» WRITTEN EXERCISE
Copy out every line in the records below that contains the string "khaki", keeping each line whole. Case counts, so take only lines where the capitalization matches.

» EXERCISE INPUT

---

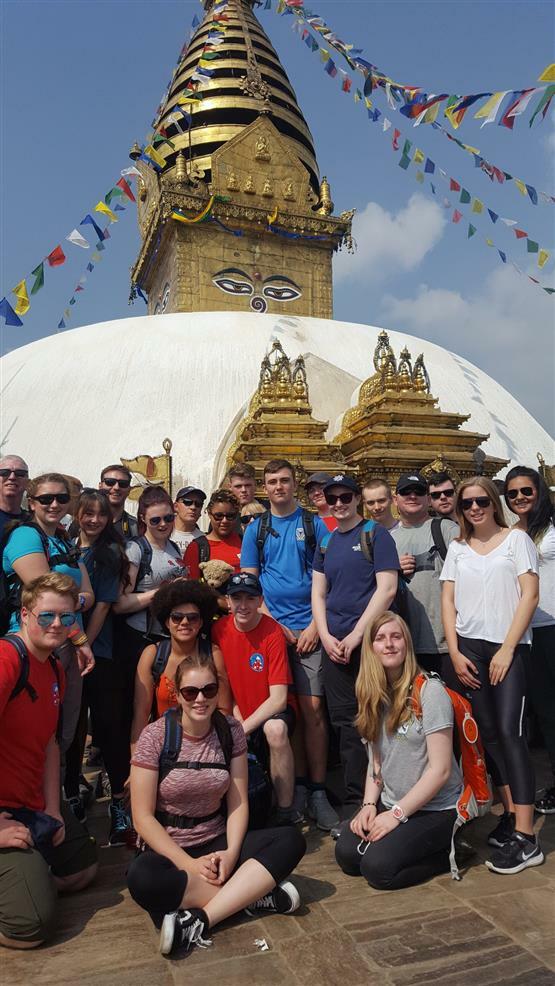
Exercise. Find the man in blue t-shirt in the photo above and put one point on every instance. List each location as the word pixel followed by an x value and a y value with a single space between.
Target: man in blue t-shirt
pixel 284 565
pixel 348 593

---

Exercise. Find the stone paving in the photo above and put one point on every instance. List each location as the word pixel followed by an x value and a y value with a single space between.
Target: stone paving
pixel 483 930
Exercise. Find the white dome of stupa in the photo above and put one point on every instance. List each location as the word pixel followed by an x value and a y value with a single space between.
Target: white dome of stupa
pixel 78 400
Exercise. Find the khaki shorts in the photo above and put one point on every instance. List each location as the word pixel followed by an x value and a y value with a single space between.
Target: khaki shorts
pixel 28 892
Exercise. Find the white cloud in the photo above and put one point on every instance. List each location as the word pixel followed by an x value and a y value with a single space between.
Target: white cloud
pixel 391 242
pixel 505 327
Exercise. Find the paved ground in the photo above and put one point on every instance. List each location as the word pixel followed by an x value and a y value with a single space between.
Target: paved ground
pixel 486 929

---

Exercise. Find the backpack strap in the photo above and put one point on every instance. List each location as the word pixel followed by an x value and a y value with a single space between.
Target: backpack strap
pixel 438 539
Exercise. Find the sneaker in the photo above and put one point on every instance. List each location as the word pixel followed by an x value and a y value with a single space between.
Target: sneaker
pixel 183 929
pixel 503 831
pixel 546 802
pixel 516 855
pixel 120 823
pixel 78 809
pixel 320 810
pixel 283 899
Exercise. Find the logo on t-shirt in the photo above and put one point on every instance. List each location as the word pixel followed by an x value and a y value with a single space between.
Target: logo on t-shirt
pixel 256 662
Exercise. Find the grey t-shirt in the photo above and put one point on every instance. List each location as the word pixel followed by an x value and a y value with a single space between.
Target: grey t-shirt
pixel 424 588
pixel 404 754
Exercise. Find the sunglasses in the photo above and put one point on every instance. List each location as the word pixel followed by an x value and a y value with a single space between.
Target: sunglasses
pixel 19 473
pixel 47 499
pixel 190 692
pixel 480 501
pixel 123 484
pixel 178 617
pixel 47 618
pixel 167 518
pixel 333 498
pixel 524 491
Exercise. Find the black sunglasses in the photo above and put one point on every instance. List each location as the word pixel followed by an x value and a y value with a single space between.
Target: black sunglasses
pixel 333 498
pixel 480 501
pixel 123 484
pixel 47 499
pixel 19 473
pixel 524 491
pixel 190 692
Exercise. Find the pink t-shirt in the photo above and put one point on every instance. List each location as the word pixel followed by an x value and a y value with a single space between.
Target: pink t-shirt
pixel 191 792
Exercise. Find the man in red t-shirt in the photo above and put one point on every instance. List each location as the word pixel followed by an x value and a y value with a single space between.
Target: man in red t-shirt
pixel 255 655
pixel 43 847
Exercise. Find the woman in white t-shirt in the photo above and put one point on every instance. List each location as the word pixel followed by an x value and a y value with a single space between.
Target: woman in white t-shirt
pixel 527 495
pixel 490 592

---

» RESULT OF THE TASK
Exercise. Find the khaki shorts in the photo above and put one point on every instance. List each location as the word pixel followed by an x value and a y value with a single space between.
Target: khaki shorts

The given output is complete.